Start LISTED ENTRIES

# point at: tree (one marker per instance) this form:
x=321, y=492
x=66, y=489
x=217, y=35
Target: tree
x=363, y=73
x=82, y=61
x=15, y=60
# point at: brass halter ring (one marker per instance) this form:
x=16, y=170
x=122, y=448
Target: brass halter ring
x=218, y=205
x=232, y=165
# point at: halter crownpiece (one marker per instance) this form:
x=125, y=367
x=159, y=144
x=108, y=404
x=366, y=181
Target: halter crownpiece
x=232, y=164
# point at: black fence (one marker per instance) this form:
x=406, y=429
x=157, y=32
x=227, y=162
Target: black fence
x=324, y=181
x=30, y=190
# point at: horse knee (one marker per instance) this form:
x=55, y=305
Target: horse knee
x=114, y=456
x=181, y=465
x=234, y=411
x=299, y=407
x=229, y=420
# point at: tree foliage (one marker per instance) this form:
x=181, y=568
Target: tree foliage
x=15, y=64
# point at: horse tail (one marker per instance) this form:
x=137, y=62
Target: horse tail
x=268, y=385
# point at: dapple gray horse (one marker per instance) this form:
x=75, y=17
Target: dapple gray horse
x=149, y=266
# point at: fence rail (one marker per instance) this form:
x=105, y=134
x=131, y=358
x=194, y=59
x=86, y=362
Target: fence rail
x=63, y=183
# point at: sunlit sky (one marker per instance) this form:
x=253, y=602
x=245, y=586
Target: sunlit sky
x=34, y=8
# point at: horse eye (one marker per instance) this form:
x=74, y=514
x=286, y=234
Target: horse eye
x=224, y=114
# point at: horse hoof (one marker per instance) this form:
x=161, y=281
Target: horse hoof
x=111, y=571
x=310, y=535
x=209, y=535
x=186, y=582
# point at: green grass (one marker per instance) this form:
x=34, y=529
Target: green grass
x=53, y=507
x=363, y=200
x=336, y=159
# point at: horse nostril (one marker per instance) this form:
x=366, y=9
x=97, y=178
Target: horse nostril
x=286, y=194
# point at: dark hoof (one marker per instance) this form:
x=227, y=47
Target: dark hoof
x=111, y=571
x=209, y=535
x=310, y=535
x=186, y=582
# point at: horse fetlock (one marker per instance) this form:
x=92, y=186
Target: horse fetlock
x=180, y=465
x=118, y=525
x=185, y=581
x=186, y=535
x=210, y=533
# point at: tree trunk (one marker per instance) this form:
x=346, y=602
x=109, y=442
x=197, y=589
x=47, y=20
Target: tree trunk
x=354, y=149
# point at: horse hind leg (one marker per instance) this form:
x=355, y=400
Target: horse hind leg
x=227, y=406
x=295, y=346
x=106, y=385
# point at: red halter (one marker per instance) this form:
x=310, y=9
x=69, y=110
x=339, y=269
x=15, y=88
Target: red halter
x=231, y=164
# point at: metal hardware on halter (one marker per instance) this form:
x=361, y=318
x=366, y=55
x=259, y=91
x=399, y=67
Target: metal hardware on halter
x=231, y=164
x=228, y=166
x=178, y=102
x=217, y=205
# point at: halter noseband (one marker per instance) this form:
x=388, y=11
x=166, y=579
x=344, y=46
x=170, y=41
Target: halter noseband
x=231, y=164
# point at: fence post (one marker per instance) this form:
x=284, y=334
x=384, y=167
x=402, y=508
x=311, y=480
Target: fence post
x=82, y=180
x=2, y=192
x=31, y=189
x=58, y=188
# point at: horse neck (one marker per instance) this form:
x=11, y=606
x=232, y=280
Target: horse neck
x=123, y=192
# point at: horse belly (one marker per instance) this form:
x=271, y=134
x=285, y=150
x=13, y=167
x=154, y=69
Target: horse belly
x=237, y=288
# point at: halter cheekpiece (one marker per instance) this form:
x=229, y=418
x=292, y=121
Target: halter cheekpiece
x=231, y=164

End LISTED ENTRIES

WHAT YOU ARE ASKED TO DO: Give every non-blank line of the items above as a Markdown table with two columns, n for the row number and Line for the line itself.

REPLY TO THE EXERCISE:
| n | Line |
|---|---|
| 1 | # point at: tree (one marker per instance) this form: |
| 2 | x=321, y=492 |
| 3 | x=66, y=489 |
| 4 | x=217, y=35 |
| 5 | Target: tree |
| 6 | x=363, y=73 |
| 7 | x=82, y=61 |
| 8 | x=15, y=60 |
| 9 | # point at: brass halter ring (one marker per instance) this form: |
| 10 | x=16, y=170 |
| 11 | x=122, y=448 |
| 12 | Target: brass halter ring |
| 13 | x=218, y=205 |
| 14 | x=232, y=165 |
| 15 | # point at: halter crownpiece (one marker per instance) this form: |
| 16 | x=125, y=367 |
| 17 | x=159, y=144 |
| 18 | x=108, y=404 |
| 19 | x=366, y=181 |
| 20 | Target: halter crownpiece |
| 21 | x=232, y=164 |
| 22 | # point at: black fence (one marker per instance) this form: |
| 23 | x=406, y=429 |
| 24 | x=157, y=32 |
| 25 | x=227, y=162 |
| 26 | Target: black fence |
| 27 | x=324, y=181 |
| 28 | x=30, y=190 |
| 29 | # point at: horse knee (one marker per instance) this form: |
| 30 | x=55, y=305 |
| 31 | Target: horse knee |
| 32 | x=114, y=456 |
| 33 | x=181, y=465 |
| 34 | x=234, y=411 |
| 35 | x=299, y=407 |
| 36 | x=229, y=420 |
| 37 | # point at: tree foliage (one marker per instance) this form: |
| 38 | x=181, y=568 |
| 39 | Target: tree foliage |
| 40 | x=15, y=64 |
| 41 | # point at: horse tail (one marker per instance) this form: |
| 42 | x=137, y=62 |
| 43 | Target: horse tail |
| 44 | x=268, y=385 |
| 45 | # point at: dapple gray horse (one marker per instance) this form: |
| 46 | x=75, y=17 |
| 47 | Target: dapple gray horse |
| 48 | x=149, y=266 |
| 49 | # point at: fence rail (one marker per instance) this form: |
| 50 | x=105, y=134 |
| 51 | x=131, y=358 |
| 52 | x=194, y=59 |
| 53 | x=86, y=362 |
| 54 | Target: fence rail |
| 55 | x=63, y=183 |
| 56 | # point at: sunlit sky (one marker per instance) this form: |
| 57 | x=253, y=602 |
| 58 | x=245, y=586 |
| 59 | Target: sunlit sky |
| 60 | x=34, y=8 |
| 61 | # point at: horse eye (one marker per instance) this form: |
| 62 | x=74, y=514 |
| 63 | x=286, y=234 |
| 64 | Target: horse eye |
| 65 | x=224, y=114 |
| 66 | # point at: horse hoof (one marker per instance) this form: |
| 67 | x=161, y=281 |
| 68 | Target: horse hoof |
| 69 | x=111, y=571 |
| 70 | x=310, y=535 |
| 71 | x=209, y=535 |
| 72 | x=186, y=582 |
| 73 | # point at: green grass (one marker per instance) this form: |
| 74 | x=34, y=529 |
| 75 | Target: green grass |
| 76 | x=53, y=507 |
| 77 | x=363, y=200 |
| 78 | x=336, y=159 |
| 79 | # point at: horse nostril (one marker per instance) this form: |
| 80 | x=366, y=9 |
| 81 | x=97, y=178 |
| 82 | Target: horse nostril |
| 83 | x=286, y=194 |
| 84 | # point at: dark hoof (one marker per instance) this form: |
| 85 | x=227, y=47 |
| 86 | Target: dark hoof |
| 87 | x=111, y=571 |
| 88 | x=209, y=535 |
| 89 | x=310, y=535 |
| 90 | x=186, y=582 |
| 91 | # point at: horse fetlock (one marker per instance) this form: |
| 92 | x=92, y=186 |
| 93 | Target: horse fetlock |
| 94 | x=180, y=465 |
| 95 | x=118, y=525 |
| 96 | x=185, y=581 |
| 97 | x=186, y=535 |
| 98 | x=210, y=533 |
| 99 | # point at: tree trunk (one marker per instance) this form: |
| 100 | x=346, y=602 |
| 101 | x=109, y=442 |
| 102 | x=197, y=589 |
| 103 | x=47, y=20 |
| 104 | Target: tree trunk |
| 105 | x=354, y=149 |
| 106 | # point at: horse hind leg (one marker per instance) this form: |
| 107 | x=355, y=400 |
| 108 | Target: horse hind leg |
| 109 | x=227, y=406 |
| 110 | x=295, y=346 |
| 111 | x=106, y=385 |
| 112 | # point at: red halter (one marker per instance) this form: |
| 113 | x=310, y=9 |
| 114 | x=69, y=110 |
| 115 | x=339, y=269 |
| 116 | x=15, y=88 |
| 117 | Target: red halter |
| 118 | x=231, y=164 |
| 119 | # point at: metal hardware on halter (one marker per instance) this form: |
| 120 | x=361, y=318 |
| 121 | x=366, y=55 |
| 122 | x=259, y=91 |
| 123 | x=399, y=67 |
| 124 | Target: metal hardware on halter |
| 125 | x=231, y=164 |
| 126 | x=228, y=166 |
| 127 | x=178, y=102 |
| 128 | x=217, y=205 |
| 129 | # point at: halter noseband (one marker per instance) this form: |
| 130 | x=388, y=11 |
| 131 | x=166, y=579 |
| 132 | x=344, y=46 |
| 133 | x=170, y=41 |
| 134 | Target: halter noseband |
| 135 | x=231, y=164 |
| 136 | # point at: fence post (one marker per instance) this form: |
| 137 | x=284, y=334 |
| 138 | x=384, y=167 |
| 139 | x=402, y=508 |
| 140 | x=311, y=480 |
| 141 | Target: fence post |
| 142 | x=82, y=180 |
| 143 | x=2, y=192 |
| 144 | x=31, y=189 |
| 145 | x=58, y=188 |
| 146 | # point at: horse neck (one marker per instance) this form: |
| 147 | x=11, y=606 |
| 148 | x=232, y=280 |
| 149 | Target: horse neck |
| 150 | x=123, y=192 |
| 151 | # point at: horse belly (one marker per instance) this form: |
| 152 | x=271, y=134 |
| 153 | x=285, y=150 |
| 154 | x=13, y=167 |
| 155 | x=154, y=69 |
| 156 | Target: horse belly |
| 157 | x=237, y=288 |
| 158 | # point at: halter cheekpiece (one marker per instance) this form: |
| 159 | x=229, y=418 |
| 160 | x=292, y=121 |
| 161 | Target: halter cheekpiece |
| 162 | x=231, y=164 |